+++ PASSAGE

1. Outlander

    Outlander Registered User

    Jan 28, 2013
    9
    Ashton Under Lyne
    Hi All,

    have not posted on here for ages (since dad died in Nov 2013 - he was diagnosed with vascular dementia). Am sad to say that mum has now been diagnosed with mixed dementia (Alzheimers & vascular dementia).
    I naively thought after what dad went through that I would be better prepared following mums diagnosis. Am still trying to get my head round this.
    Mum took the diagnosis calmly but hasn't really talked about it since- she doesn't seem to have linked her diagnosis to dads.
    We're currently sorting out mum's meds with the Memory Clinic. Mum's not coping too bad at the moment.
    I really just wanted to say thank you to all the support I received from you all previously for my dad, and draw comfort from the support I know I will receive as mum progresses on her journey.
    Bruce xxx
     
  2. Katrine

    Katrine Registered User

    Jan 20, 2011
    2,856
    England
    Oh Bruce, how sorry I am to hear this news.

    I guess some of us are always waiting for the other shoe to drop, so to speak, whereas other people think they've had their dementia quota and don't expect it to happen again.

    I'm in the first camp. OH and I both lost physically frail but mentally alert fathers, but now have both our mums with dementia. We assume that it will happen again, either with ourselves or our siblings. It's not a great way to be thinking really, at least I don't find it so.

++++++
+++ DATA FOR ANALYSIS

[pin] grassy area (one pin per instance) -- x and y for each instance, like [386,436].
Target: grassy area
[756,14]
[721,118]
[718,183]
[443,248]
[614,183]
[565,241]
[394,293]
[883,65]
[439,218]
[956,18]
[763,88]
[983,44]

++++++

THE TASK:
Reproduce the stretch of the forum thread that starts with "I guess some" and ends with "to happen again.", swapping "shoe" for "boot".

OUTPUT:
I guess some of us are always waiting for the other boot to drop, so to speak, whereas other people think they've had their dementia quota and don't expect it to happen again.